● PAGE EXCERPT
Content starts

The most helpful place to start with caffeine is to drink it on a consistent schedule.
That means figuring out how much caffeine you like to have every day and when you like to have it, and sticking to that schedule every day.
Personally, I like to have a cup of coffee in the morning as soon as I wake up, and another cup after lunch around noon.
I do this every day, pretty much without fail, and it works pretty well for me!
Your migraine brain likes consistency in all things, and that includes your caffeine intake.
If you’re looking for a specific amount of caffeine to shoot for, research tells us that 200mg seems to be a good amount for most women with migraine.
That equals about 2 home-brewed cups of coffee per day – but we’ll go over other sources of caffeine at the end of this lesson if you prefer other types of caffeinated drinks.
If you have trouble sleeping, try cutting your caffeine intake off at 3pm – and if that doesn’t help, move that time back to noon.
When to cut back or quit
You can use your body-connection superpowers to help you figure out if you need to cut back on your caffeine or quit altogether.
Notice how you feel when you have a cup of something caffeinated:
- Warm? Alert? Energized?
- What about jittery? Anxious? Sweaty?
Caffeine shouldn’t make you feel like you’re running a marathon or taking a high school exam – if it does, it’s probably a good sign that you’re caffeine sensitive and may want to consider cutting back.
Another reason you may want to cut back is that you’re caffeine dependent.
How do you know if you’re caffeine dependent? You experience a migraine episode when you skip your morning coffee or afternoon soda.
I’ll be totally transparent with you – I’m caffeine dependent! But I’m also in love with my daily cups of coffee. They’re part of my daily ritual and bring up warm, fuzzy memories. I’m also not caffeine sensitive – coffee doesn’t make me jittery or anxious when I drink it in reasonable amounts, and it doesn’t trigger my migraine (unless I skip it, of course).
If you’re caffeine dependent but not caffeine sensitive, you have two options:
Prioritize caffeine consistency – this is what I do.

Content ends

[Referring-expression pointing data]
Content starts

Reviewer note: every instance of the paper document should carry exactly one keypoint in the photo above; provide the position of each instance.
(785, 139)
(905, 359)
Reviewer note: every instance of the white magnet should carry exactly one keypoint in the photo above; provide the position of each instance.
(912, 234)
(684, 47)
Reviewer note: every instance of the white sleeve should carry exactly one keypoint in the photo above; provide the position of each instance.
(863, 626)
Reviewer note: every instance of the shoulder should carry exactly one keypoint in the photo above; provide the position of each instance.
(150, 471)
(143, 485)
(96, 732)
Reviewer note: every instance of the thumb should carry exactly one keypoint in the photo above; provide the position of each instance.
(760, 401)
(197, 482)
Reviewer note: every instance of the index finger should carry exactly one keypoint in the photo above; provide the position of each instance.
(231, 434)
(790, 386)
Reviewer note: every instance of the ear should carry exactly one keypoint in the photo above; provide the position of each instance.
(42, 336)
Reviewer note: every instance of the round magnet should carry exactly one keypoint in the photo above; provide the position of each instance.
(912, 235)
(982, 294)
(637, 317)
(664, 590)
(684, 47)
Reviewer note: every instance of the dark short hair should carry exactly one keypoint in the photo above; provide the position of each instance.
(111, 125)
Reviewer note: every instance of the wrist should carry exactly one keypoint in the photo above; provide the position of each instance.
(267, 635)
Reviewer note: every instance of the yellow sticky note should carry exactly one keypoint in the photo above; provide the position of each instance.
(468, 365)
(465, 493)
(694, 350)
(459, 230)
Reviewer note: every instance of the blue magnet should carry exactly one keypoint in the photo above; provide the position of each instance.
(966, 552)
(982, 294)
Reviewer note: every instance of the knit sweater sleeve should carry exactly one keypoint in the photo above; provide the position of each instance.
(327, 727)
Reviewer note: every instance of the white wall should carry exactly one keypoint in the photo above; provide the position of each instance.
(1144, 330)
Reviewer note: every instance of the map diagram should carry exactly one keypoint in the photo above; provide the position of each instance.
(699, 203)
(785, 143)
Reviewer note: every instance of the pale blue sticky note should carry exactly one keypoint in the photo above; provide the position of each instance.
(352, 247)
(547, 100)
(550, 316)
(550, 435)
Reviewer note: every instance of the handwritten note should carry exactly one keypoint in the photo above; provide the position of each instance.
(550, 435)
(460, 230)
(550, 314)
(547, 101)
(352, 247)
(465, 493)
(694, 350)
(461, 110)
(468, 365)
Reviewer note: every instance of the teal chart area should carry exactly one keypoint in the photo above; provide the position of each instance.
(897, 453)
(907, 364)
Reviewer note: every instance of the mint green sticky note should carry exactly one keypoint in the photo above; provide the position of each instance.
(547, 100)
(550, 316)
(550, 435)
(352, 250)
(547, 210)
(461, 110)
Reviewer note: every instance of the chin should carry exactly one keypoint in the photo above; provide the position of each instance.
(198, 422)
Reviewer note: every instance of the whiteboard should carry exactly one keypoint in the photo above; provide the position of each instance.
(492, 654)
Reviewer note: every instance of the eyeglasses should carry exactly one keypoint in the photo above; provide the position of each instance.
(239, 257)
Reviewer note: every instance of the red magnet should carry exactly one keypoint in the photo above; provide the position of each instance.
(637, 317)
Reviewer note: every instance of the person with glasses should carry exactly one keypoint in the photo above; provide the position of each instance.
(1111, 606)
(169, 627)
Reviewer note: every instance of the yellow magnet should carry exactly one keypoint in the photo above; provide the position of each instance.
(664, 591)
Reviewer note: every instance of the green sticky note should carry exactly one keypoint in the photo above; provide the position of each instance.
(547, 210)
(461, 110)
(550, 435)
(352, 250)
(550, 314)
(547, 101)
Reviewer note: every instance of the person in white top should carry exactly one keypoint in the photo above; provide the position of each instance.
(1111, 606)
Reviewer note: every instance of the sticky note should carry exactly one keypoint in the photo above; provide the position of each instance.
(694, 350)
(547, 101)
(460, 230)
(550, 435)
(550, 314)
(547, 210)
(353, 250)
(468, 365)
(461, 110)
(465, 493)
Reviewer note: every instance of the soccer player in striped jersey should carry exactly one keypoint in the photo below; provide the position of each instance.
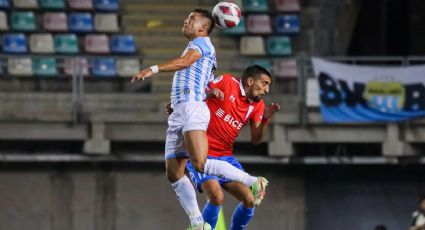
(187, 125)
(242, 104)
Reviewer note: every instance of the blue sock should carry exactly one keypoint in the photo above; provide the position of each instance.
(241, 217)
(210, 214)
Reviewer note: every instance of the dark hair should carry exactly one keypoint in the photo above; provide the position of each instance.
(380, 227)
(254, 71)
(206, 14)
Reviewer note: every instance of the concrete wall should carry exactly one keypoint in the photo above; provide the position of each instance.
(137, 198)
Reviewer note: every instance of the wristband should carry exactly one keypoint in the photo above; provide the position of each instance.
(264, 121)
(154, 69)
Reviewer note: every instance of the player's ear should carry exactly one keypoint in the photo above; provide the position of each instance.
(250, 81)
(203, 28)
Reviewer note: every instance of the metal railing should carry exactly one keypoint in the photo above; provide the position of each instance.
(304, 65)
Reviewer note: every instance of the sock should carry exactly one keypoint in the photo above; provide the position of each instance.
(210, 214)
(187, 197)
(241, 217)
(225, 170)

Content ends

● TASKS TO COMPLETE
[a] Reproduce the portion of the caffeine passage between "Your migraine brain" and "jittery? Anxious? Sweaty?", inclusive, swapping "jittery" for "shaky" throughout.
[b] Carry the passage on caffeine and migraine forward from its final sentence.

● EXPECTED RESPONSES
[a]
Your migraine brain likes consistency in all things, and that includes your caffeine intake.
If you’re looking for a specific amount of caffeine to shoot for, research tells us that 200mg seems to be a good amount for most women with migraine.
That equals about 2 home-brewed cups of coffee per day – but we’ll go over other sources of caffeine at the end of this lesson if you prefer other types of caffeinated drinks.
If you have trouble sleeping, try cutting your caffeine intake off at 3pm – and if that doesn’t help, move that time back to noon.
When to cut back or quit
You can use your body-connection superpowers to help you figure out if you need to cut back on your caffeine or quit altogether.
Notice how you feel when you have a cup of something caffeinated:
- Warm? Alert? Energized?
- What about shaky? Anxious? Sweaty?

[b]
Wean yourself off caffeine completely. This will allow you to reset your dependence on caffeine, and at some point you should be able to reintroduce it but in smaller amounts to prevent redeveloping dependency.
The choice is up to you! It all depends on how attached you are to your caffeinated beverage of choice and how it makes you feel.
There is no wrong answer here – but if you’d like to try weaning down the amount of caffeine you drink or cutting it out completely, I’ll tell you how I’ve done it in the past below.
Reducing Caffeine Intake
The first step is to be caffeine consistent without changing the amount of caffeine you’re consuming – aka drink the same amount of caffeine at the same time of day, every day.
Do this for about a week or so and see how you feel – if you like how you feel, stop here!
The next step is to make your last caffeinated beverage of the day half caf – so if that’s coffee, order a half caf; if that’s soda, choose a drink that has less caffeine or mix your regular soda with a decaffeinated version.
Do this for another week and see how you feel – again, if you like how you feel, stop here!
Next, try eliminating that last caffeinated beverage altogether or making it decaf. Try this for a week and see how you feel.
You can continue in this pattern with each of your caffeinated beverages throughout the day, always starting with your last drink. Do this until you find your personal caffeine sweet spot!
The method I use for cutting out caffeine is the same as the one we just discussed, except you continue on until all caffeine has been eliminated.
I find that it’s particularly important to replace those caffeinated drinks with something else when you’re eliminating caffeine so you don’t feel deprived. Choose any decaffeinated drink that satisfies you, whether that’s tea, decaf coffee, seltzer water, whatever!
One note about decaf coffee:
When possible, choose brands that decaffeinate their coffee using the swiss water processing method or the CO2 method.
These processes do not rely on chemical methods to remove the caffeine, which is good news if you’re particularly sensitive to additives in food.